■ **抜粋文**:
****

山田です。
浜松市では、2017年12月から2018年1月まで、
第2次浜松市多文化共生都市ビジョン(案)に対するパブリックコメントを募集していましたが、
その結果が2018年3月に公開されました。
13人・3団体から32件の意見が寄せられたそうです。

市のウェブサイト:
http://www.city.hamamatsu.shizuoka.jp/kokusai/pubcoment/2nd_tabunnka-kyosei_vision/pubcomnt-result/index.html
パブコメに対する回答(PDF 243KB):
http://www.city.hamamatsu.shizuoka.jp/kokusai/pubcoment/2nd_tabunnka-kyosei_vision/pubcomnt-result/documents/tabunka2-pub-coment-result_jp.pdf

第1次案で寄せられたコメントは5年前の2013年に公開されたのですが、
それがどのようなものであったのか、ネット上で公開されているものが見当たりません。
こういった意見は、その後本当に反映されているのかを、
誰でもいつでも振り返ることができるようにしてほしいものです
(上記のリンクも、ずっと残されるわけではないと思われます)。

そして、こういったビジョンは、
案の公開、集まった意見と市からの回答の公開、最終版の公開と段階を踏みますが、
案の公開については、広く意見を求めるために説明会を実施するべきだと思います。

****

■ **やることリスト**:
**1)** 抜粋文の「13人・3団体から32件の意見が寄せられたそうです。」から「(上記のリンクも、ずっと残されるわけではないと思われます)。」までを、両端も含めて一字一句そのまま書き写してください。
**2)** 抜粋文について答えてください。
(a) 浜松市がパブリックコメントを募集していたのはいつからいつまでですか？
(b) 寄せられた意見は何件でしたか？
(c) 第1次案で寄せられたコメントが公開されたのは何年ですか？
このあとのデータは使わなくてかまいません。

****

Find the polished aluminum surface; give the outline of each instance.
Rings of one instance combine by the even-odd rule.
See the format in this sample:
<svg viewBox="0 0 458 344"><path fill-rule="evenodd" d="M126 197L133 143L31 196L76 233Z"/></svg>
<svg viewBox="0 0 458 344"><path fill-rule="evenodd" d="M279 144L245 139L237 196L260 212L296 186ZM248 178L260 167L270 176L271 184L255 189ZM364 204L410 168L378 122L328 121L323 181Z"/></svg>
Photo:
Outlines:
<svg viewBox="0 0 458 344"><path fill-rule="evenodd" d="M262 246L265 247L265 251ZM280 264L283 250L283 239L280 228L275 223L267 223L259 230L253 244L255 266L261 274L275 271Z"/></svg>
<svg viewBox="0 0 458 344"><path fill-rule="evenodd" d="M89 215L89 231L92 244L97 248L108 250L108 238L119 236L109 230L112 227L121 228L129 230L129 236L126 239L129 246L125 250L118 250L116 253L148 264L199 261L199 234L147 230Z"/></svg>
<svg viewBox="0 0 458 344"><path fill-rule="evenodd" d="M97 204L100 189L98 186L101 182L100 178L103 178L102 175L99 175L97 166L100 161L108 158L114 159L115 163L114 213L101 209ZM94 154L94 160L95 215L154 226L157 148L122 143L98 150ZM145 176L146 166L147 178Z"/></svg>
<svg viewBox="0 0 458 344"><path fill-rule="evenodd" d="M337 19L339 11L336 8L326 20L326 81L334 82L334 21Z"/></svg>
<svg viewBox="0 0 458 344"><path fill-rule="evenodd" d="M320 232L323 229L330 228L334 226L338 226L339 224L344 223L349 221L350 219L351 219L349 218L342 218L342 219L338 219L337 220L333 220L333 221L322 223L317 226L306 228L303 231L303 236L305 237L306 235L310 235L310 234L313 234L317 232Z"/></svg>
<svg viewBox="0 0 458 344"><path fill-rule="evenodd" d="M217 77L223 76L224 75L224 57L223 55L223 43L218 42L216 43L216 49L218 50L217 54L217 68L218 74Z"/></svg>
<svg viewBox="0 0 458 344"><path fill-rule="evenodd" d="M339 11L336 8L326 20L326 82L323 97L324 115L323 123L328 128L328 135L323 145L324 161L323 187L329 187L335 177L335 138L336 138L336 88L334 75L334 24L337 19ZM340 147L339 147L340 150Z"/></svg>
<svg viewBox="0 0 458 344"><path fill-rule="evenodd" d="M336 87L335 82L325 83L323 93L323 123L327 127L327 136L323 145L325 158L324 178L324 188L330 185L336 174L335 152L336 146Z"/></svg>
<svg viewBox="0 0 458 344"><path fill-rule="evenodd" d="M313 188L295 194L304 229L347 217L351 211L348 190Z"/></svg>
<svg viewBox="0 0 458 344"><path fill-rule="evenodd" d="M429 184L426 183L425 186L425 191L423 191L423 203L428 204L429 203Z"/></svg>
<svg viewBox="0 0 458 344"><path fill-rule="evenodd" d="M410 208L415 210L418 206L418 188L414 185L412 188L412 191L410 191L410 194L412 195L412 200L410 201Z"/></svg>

****

■ **作業の結果**:
**1)**
13人・3団体から32件の意見が寄せられたそうです。

市のウェブサイト:
http://www.city.hamamatsu.shizuoka.jp/kokusai/pubcoment/2nd_tabunnka-kyosei_vision/pubcomnt-result/index.html
パブコメに対する回答(PDF 243KB):
http://www.city.hamamatsu.shizuoka.jp/kokusai/pubcoment/2nd_tabunnka-kyosei_vision/pubcomnt-result/documents/tabunka2-pub-coment-result_jp.pdf

第1次案で寄せられたコメントは5年前の2013年に公開されたのですが、
それがどのようなものであったのか、ネット上で公開されているものが見当たりません。
こういった意見は、その後本当に反映されているのかを、
誰でもいつでも振り返ることができるようにしてほしいものです
(上記のリンクも、ずっと残されるわけではないと思われます)。

**2)**
(a) 2017年12月から2018年1月まで
(b) 32件
(c) 2013年